• [EXERCISE BRIEF]
Copy the items below with every "instance" changed to "object" and all other text left the same.

** Start of INFORMATION PROVIDED **

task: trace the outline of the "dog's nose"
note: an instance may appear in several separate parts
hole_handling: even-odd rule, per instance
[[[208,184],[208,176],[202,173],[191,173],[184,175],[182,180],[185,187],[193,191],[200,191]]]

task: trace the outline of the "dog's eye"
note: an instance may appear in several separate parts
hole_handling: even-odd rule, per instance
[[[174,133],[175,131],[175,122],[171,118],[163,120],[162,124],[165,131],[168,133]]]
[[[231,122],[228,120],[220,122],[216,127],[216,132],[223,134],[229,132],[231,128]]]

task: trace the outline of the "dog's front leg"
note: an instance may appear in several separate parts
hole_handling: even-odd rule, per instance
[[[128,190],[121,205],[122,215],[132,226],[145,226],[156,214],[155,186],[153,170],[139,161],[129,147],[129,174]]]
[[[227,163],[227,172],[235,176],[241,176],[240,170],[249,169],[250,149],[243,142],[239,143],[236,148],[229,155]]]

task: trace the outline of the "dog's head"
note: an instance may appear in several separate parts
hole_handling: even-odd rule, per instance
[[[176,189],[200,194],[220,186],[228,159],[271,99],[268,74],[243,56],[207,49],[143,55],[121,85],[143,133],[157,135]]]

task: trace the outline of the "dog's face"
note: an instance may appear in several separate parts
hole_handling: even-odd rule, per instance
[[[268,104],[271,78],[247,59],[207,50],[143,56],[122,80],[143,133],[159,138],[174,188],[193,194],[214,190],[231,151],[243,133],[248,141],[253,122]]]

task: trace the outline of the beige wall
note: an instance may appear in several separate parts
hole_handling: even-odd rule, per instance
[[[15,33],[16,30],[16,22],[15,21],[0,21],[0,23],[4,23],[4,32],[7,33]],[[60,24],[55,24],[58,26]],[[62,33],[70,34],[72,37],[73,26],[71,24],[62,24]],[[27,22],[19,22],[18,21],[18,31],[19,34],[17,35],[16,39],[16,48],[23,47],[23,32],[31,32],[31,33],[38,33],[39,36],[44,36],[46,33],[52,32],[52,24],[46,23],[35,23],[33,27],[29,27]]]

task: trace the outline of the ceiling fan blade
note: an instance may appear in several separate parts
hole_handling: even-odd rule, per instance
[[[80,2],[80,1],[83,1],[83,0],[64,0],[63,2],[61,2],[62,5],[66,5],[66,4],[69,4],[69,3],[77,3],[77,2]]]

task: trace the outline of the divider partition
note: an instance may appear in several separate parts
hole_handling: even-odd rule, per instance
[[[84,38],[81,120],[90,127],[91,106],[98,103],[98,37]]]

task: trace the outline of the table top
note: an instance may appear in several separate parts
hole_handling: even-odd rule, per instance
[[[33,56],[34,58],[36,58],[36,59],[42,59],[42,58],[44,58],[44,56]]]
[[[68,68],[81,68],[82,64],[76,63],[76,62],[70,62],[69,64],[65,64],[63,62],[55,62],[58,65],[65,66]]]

** End of INFORMATION PROVIDED **

• [EXERCISE RESULT]
task: trace the outline of the "dog's nose"
note: an object may appear in several separate parts
hole_handling: even-odd rule, per object
[[[208,184],[208,176],[202,173],[191,173],[184,175],[182,180],[185,187],[193,191],[200,191]]]

task: trace the outline of the "dog's eye"
note: an object may appear in several separate parts
hole_handling: even-odd rule, per object
[[[174,133],[175,131],[175,122],[171,118],[163,120],[162,124],[165,131],[168,133]]]
[[[231,122],[228,120],[220,122],[216,127],[216,132],[223,134],[229,132],[231,128]]]

task: trace the outline of the "dog's front leg"
note: an object may appear in several separate parts
hole_handling: even-odd rule, per object
[[[128,190],[121,205],[122,215],[132,226],[145,226],[156,214],[155,186],[153,170],[139,161],[129,147],[129,174]]]
[[[227,163],[227,172],[235,176],[241,176],[240,170],[249,169],[250,149],[243,142],[239,143],[236,148],[229,155]]]

task: trace the outline of the "dog's head"
note: an object may appear in several separate parts
hole_handling: even-odd rule, per object
[[[176,189],[200,194],[220,186],[228,159],[271,99],[268,74],[243,56],[207,49],[143,55],[121,85],[143,133],[157,135]]]

task: trace the outline of the "dog's face"
note: an object may appear in several separate parts
hole_handling: even-odd rule, per object
[[[268,104],[271,78],[247,59],[207,50],[143,56],[122,80],[143,133],[159,138],[174,188],[193,194],[214,190],[231,151],[243,133],[248,141],[253,122]]]

task: trace the outline of the beige wall
note: an object may appear in several separate parts
hole_handling: even-odd rule, per object
[[[15,33],[16,30],[16,22],[15,21],[0,21],[0,23],[4,23],[4,32],[7,33]],[[60,24],[55,24],[58,26]],[[62,33],[70,34],[72,37],[73,26],[71,24],[62,24]],[[27,22],[19,22],[18,21],[18,31],[19,34],[17,35],[16,39],[16,48],[23,47],[23,32],[31,32],[31,33],[38,33],[39,36],[44,36],[46,33],[52,32],[52,24],[46,23],[35,23],[33,27],[29,27]]]

task: trace the outline of the ceiling fan blade
note: an object may appear in several separate parts
hole_handling: even-odd rule, per object
[[[80,2],[80,1],[83,1],[83,0],[64,0],[63,2],[61,2],[62,5],[66,5],[66,4],[69,4],[69,3],[77,3],[77,2]]]

task: trace the outline of the divider partition
note: an object may appear in several separate parts
hole_handling: even-odd rule, per object
[[[84,38],[81,120],[90,127],[91,106],[98,103],[98,37]]]

task: trace the outline of the table top
note: an object may appear in several separate parts
hole_handling: even-odd rule, per object
[[[33,56],[34,58],[36,58],[36,59],[42,59],[42,58],[44,58],[44,56]]]
[[[68,68],[81,68],[82,64],[76,63],[76,62],[70,62],[69,64],[65,64],[63,62],[55,62],[58,65],[65,66]]]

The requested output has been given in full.